[Excerpts of bounding box data]
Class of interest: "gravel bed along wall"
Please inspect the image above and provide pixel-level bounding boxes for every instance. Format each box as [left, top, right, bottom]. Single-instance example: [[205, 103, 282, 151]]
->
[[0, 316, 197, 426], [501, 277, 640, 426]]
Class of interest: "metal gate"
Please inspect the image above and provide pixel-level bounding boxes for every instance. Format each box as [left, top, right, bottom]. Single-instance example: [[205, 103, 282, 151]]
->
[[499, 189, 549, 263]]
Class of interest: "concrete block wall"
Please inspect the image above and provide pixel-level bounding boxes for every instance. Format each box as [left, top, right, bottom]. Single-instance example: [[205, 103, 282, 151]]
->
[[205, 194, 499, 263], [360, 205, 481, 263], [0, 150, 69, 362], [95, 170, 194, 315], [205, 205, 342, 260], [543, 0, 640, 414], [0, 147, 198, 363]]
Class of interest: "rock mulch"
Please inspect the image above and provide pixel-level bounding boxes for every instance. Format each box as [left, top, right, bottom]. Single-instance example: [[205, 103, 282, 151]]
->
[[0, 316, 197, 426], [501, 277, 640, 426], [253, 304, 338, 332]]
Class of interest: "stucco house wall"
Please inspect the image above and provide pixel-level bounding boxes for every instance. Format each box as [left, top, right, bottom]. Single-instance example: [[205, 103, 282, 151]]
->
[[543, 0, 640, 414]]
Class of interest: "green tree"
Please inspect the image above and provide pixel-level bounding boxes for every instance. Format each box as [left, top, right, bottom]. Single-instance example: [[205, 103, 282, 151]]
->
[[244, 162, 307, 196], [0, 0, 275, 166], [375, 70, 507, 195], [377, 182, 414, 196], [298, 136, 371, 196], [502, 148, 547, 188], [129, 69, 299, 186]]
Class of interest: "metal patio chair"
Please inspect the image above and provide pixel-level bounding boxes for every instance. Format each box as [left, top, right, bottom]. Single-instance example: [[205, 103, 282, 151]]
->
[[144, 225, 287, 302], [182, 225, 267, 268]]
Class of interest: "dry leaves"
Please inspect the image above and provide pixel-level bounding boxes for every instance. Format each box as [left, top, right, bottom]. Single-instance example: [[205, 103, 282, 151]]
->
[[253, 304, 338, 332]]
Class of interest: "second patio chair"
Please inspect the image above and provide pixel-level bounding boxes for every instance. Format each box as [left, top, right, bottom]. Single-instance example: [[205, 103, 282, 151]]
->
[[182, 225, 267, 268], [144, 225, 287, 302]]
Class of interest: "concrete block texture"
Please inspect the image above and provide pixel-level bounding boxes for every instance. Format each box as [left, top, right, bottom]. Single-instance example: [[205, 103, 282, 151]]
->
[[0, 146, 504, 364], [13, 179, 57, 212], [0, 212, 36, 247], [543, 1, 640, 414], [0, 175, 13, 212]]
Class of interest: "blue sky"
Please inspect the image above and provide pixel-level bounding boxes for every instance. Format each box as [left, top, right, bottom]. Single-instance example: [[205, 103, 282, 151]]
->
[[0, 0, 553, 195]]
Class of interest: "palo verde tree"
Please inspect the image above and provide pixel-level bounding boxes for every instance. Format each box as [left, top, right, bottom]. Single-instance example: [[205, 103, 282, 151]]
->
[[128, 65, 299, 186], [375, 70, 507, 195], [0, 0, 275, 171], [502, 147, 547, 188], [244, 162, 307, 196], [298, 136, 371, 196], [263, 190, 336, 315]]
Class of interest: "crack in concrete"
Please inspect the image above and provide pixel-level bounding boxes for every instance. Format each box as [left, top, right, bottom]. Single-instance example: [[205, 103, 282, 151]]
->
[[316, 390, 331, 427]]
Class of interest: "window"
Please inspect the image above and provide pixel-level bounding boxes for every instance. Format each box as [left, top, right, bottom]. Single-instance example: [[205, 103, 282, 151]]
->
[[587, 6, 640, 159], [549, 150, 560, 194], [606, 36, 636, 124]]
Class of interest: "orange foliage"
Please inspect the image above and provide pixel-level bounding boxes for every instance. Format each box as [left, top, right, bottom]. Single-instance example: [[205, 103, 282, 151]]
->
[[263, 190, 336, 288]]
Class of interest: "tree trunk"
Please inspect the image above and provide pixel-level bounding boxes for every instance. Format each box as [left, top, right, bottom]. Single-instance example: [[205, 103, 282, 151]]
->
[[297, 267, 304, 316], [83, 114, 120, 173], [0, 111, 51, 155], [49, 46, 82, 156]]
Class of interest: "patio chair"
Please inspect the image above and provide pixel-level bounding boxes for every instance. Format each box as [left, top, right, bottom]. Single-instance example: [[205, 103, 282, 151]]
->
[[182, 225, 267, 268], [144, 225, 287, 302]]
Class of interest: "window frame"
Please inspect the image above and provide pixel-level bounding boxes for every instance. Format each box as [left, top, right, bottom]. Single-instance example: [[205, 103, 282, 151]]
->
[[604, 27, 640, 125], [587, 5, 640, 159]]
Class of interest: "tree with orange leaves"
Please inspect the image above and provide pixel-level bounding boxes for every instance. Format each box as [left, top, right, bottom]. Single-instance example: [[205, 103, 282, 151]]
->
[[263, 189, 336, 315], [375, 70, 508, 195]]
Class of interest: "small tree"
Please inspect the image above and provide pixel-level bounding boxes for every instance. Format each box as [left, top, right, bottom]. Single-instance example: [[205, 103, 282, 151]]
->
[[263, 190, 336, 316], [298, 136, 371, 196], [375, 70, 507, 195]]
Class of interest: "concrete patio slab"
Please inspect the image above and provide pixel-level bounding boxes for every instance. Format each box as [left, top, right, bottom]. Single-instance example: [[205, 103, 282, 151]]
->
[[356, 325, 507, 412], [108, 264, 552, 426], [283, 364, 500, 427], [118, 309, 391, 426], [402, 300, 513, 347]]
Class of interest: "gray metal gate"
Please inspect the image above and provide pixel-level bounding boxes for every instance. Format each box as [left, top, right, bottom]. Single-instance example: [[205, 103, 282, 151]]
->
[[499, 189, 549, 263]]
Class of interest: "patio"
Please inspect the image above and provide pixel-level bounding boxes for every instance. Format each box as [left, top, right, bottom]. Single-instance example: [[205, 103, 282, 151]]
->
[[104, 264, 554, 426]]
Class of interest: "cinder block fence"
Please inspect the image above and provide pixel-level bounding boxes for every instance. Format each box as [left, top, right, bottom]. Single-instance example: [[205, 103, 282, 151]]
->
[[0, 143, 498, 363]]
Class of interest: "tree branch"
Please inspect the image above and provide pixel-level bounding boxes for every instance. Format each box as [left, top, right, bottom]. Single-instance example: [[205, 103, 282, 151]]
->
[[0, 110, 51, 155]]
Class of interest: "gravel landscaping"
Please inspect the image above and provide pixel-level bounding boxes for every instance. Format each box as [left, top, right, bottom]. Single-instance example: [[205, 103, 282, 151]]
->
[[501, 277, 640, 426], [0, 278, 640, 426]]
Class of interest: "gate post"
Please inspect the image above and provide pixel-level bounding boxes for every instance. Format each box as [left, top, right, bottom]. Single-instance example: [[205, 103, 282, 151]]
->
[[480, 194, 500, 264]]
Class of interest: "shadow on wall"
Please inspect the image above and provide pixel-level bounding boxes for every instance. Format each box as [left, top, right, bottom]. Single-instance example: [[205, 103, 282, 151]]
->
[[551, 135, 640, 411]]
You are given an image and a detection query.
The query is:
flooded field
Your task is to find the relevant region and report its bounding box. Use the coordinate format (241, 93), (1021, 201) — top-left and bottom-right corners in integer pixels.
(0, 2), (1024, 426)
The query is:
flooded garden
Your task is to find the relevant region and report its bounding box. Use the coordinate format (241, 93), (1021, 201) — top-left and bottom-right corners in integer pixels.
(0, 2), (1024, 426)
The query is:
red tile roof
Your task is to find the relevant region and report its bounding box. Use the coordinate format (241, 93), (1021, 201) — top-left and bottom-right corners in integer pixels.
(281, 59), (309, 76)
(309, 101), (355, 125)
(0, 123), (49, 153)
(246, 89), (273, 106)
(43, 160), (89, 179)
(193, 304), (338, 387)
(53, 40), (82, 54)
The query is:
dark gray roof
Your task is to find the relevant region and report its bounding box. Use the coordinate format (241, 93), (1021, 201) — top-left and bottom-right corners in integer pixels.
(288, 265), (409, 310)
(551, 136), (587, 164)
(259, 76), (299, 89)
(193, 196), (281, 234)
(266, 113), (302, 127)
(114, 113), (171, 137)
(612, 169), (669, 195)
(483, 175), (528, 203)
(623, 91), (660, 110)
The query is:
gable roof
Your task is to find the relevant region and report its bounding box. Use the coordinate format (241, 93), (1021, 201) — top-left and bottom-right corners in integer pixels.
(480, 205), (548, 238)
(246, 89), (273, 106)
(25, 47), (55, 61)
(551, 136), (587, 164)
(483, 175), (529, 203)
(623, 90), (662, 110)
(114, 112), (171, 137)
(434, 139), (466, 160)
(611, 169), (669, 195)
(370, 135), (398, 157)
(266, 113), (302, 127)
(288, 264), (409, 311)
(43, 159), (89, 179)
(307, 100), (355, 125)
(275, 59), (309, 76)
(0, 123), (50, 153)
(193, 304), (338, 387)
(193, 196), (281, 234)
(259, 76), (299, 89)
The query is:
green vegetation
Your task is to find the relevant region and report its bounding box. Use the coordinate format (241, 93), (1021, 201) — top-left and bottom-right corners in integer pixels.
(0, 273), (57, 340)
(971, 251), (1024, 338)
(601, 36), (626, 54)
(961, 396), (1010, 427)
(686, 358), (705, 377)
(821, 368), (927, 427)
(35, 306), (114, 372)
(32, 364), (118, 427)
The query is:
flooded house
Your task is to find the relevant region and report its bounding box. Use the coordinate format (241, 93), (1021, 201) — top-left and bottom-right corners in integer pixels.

WHAT NEEDS TO BE DONE. How many lines in the records contain the string "house", with case counting? Tally them and reply with the number alone.

CORRECT RESULT. 2